## begin Page extract
Skip to content

Instantly share code, notes, and snippets.

@NemoAndrea
Last active May 15, 2024 20:21
Show Gist options
  • Save NemoAndrea/86f93e55a579ad4e2c7e8fea4603c1c2 to your computer and use it in GitHub Desktop.
Save NemoAndrea/86f93e55a579ad4e2c7e8fea4603c1c2 to your computer and use it in GitHub Desktop.
google cloud storage as a git-annex special remote

Google Cloud Storage ☁ & git-annex

git-annex is a great way to manage large binary files without making your git sluggish due to the large files, and at the same time minimising the initial and total download size.

The large files are stored in 'special remotes', of which many kinds are supported. Many of these remotes, however, require some authentication or are rather involved to set up. The nicest workflow (for users, not contributors per se) is if files can be downloaded from a simple URL with no further plugins beyond git-annex itself. Google cloud storage (or amazon S3) is a good option for this.

Setup

This is complementary to the instructions at the git-annex page on the topic

  1. Get credentials for your google cloud storage project by going to the project settings page and create an access key under the interoperability tab
  2. Enter the key and secret into your environment (e.g. git bash on windows):
export AWS_ACCESS_KEY_ID="YOUR-KEY"
export AWS_SECRET_ACCESS_KEY="YOUR-SECRET"

Creating a new bucket for the annex and uploading files ↗

In our git repository, we run

git annex initremote <remote-name> type=S3 encryption=none host="storage.googleapis.com"  autoenable=true bucket=<a-unique-bucket-name> datacenter=<datacenter-location-name> publicurl="https://storage.googleapis.com/<a-unique-bucket-name>" public=yes 

Note that:

  • <remote-name> can be chosen to personal preference
  • <a-unique-bucket-name> is the name of the bucket as it will show up in your project. It must be a unique name, so I would lean towards longer names. It will let you know if the name is unavailable.
## end Page extract
## begin Data section
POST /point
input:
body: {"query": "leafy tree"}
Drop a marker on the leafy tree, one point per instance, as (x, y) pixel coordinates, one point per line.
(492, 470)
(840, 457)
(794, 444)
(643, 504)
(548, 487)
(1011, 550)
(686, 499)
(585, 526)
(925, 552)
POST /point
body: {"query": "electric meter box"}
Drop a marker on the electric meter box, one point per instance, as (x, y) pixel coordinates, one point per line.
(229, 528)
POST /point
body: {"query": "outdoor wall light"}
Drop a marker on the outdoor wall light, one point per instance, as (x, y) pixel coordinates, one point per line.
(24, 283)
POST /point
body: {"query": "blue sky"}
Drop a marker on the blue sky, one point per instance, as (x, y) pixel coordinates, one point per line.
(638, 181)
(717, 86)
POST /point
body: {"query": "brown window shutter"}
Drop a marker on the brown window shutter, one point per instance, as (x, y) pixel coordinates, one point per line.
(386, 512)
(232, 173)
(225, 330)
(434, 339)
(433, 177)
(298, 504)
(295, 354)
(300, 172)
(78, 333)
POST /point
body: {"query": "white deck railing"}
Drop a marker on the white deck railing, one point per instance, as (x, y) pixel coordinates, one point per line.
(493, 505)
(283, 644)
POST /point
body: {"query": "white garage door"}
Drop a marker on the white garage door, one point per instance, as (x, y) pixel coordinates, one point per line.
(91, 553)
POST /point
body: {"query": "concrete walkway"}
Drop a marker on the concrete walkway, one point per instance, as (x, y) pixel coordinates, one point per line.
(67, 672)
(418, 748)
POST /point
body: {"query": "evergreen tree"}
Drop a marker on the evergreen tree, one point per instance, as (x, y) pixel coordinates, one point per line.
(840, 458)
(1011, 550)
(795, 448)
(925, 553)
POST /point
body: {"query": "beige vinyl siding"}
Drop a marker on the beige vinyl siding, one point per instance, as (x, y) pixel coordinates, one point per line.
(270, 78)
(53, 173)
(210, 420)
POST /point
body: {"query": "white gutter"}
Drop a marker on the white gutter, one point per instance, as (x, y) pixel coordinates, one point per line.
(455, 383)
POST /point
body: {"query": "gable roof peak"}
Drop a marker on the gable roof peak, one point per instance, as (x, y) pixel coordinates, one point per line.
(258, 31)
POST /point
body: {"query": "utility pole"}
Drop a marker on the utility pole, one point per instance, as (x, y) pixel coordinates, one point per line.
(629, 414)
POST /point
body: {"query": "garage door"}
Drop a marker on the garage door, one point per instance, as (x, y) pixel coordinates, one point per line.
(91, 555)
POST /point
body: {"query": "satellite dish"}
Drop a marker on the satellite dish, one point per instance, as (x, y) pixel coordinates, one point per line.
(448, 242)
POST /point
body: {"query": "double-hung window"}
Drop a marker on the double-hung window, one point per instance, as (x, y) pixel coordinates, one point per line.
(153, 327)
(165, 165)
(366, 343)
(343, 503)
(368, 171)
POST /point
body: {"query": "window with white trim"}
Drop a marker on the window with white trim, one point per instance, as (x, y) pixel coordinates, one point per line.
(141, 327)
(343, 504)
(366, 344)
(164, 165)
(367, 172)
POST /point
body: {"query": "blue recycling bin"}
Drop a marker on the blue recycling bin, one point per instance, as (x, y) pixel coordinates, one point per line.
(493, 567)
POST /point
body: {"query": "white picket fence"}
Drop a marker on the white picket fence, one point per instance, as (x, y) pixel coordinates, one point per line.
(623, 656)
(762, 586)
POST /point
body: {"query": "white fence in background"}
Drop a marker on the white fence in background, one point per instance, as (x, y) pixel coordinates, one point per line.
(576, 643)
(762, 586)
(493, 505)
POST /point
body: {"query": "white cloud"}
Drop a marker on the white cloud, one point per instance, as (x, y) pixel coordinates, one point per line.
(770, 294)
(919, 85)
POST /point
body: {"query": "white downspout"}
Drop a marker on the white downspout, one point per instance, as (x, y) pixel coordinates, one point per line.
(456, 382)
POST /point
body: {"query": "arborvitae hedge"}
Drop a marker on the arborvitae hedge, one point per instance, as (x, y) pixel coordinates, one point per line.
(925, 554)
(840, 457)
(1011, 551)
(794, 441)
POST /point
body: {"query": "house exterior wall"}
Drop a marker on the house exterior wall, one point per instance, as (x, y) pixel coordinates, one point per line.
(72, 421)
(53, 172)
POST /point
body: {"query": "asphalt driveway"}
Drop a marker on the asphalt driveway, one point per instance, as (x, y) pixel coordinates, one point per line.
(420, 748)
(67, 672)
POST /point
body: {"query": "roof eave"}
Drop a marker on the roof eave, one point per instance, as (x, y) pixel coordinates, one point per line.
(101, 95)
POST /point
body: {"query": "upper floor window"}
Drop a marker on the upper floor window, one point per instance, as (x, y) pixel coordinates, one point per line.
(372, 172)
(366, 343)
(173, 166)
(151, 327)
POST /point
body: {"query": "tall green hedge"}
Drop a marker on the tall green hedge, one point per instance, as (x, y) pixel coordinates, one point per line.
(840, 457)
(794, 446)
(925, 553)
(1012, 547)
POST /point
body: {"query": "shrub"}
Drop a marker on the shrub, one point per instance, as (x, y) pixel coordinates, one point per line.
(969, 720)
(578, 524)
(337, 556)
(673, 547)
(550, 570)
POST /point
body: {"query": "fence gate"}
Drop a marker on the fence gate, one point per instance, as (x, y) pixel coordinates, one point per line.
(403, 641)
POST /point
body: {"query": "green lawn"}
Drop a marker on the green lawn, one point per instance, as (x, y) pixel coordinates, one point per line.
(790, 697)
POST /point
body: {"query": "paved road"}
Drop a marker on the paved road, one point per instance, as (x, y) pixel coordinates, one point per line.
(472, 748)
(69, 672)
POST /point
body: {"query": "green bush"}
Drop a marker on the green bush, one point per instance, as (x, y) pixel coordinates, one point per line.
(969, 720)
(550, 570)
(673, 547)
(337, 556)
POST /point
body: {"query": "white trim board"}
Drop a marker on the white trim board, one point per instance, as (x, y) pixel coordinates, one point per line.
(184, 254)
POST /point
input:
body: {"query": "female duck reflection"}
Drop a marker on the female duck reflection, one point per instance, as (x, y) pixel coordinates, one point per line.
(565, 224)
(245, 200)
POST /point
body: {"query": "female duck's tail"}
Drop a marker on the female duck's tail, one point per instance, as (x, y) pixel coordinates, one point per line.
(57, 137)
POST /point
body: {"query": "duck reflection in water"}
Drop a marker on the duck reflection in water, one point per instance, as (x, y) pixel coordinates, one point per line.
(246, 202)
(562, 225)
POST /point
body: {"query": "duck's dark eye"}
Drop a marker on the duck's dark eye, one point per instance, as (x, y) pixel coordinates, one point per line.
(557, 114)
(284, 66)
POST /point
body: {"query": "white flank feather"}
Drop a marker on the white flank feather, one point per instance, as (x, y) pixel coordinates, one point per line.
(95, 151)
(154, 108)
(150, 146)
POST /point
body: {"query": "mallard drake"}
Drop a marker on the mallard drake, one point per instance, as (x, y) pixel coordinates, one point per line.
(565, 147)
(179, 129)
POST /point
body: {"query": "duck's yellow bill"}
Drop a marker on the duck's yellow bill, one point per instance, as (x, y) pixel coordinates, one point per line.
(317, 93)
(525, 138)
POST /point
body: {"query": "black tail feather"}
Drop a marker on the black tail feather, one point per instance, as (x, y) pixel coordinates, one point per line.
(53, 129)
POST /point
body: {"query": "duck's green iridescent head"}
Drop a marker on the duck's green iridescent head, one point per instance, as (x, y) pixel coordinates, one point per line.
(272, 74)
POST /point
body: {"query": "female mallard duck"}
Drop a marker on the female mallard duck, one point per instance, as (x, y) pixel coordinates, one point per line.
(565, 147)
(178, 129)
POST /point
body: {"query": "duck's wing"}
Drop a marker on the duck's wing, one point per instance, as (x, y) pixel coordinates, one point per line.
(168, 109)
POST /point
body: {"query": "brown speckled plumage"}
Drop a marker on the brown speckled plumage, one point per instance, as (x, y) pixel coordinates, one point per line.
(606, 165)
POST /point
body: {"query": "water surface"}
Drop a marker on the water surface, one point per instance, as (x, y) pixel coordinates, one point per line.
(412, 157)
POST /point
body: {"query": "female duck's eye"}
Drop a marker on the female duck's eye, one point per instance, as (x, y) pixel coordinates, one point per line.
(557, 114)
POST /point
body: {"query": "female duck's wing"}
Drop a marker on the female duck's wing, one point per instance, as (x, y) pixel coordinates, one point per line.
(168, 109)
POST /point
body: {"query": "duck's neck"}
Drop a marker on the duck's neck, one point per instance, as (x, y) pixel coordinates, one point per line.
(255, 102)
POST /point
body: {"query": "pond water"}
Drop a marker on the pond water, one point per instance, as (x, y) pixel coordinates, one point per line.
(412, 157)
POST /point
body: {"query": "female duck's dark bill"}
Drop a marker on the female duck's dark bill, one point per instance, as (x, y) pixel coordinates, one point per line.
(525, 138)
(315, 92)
## end Data section
* **What to work on**:
**A)** Answer these questions about the Google Cloud Storage and git-annex page:
(i) Under which tab of the project settings page is the access key created?
(ii) What type is given for the remote in the initremote command?
(iii) Besides Google Cloud Storage, which other storage service does the page name as a good option?
**B)** In the Google Cloud Storage and git-annex page, edit the passage starting at "Instantly share code, notes, and" and ending at "total download size.", replacing "sluggish" with "slow".
**C)** Pick up the guide on using Google Cloud Storage as a git-annex special remote where it stops, and continue it.

* **Outputs**:
**A)**
(i) The interoperability tab.
(ii) S3.
(iii) Amazon S3.

**B)**
Instantly share code, notes, and snippets.

@NemoAndrea
Last active May 15, 2024 20:21
Show Gist options
  • Save NemoAndrea/86f93e55a579ad4e2c7e8fea4603c1c2 to your computer and use it in GitHub Desktop.
Save NemoAndrea/86f93e55a579ad4e2c7e8fea4603c1c2 to your computer and use it in GitHub Desktop.
google cloud storage as a git-annex special remote

Google Cloud Storage ☁ & git-annex

git-annex is a great way to manage large binary files without making your git slow due to the large files, and at the same time minimising the initial and total download size.

**C)**
  • <datacenter-location-name> is the location of the datacenter as listed in google cloud storage (e.g. europe-west1). You can find the list of possible values when creating a bucket through the web interface of google cloud.

If everything went well you should now see the remote when calling git-annex list. You should also see that a new bucket has appearead in google cloud storage.

At this point the bucket is still set to private, so we need to address that. In the web interface we go to permission and (1) switch access type to "uniform" (2) Go to grant access and create a new "principal" with name allUsers and give that the role Storage Object Viewer. Now anyone should have read access to the directory and contents if they have the url.

Now we can actually upload the annexed files to google cloud storage with

git annex copy --to <remote-name>

Finally, after adding and setting up the special remote, don't forget to also commit and push the changes to the remote, otherwise people pulling the project will not 'know' about the special remote yet.

Note

You can find information about remotes before cloning by looking at the remote.log file in the git-annex branch.

Cloning the remote for users ↘

For users, the process for cloning and getting the annexed files is straightforward. You would clone the repository as normal:

git clone <url>

Which would pull the repository, symlinks and the git-annex branch. To actually pull the files, you simply run

git annex get .

And files should be downloaded and ready for use. On windows (without WSL) files will be automatically unlocked.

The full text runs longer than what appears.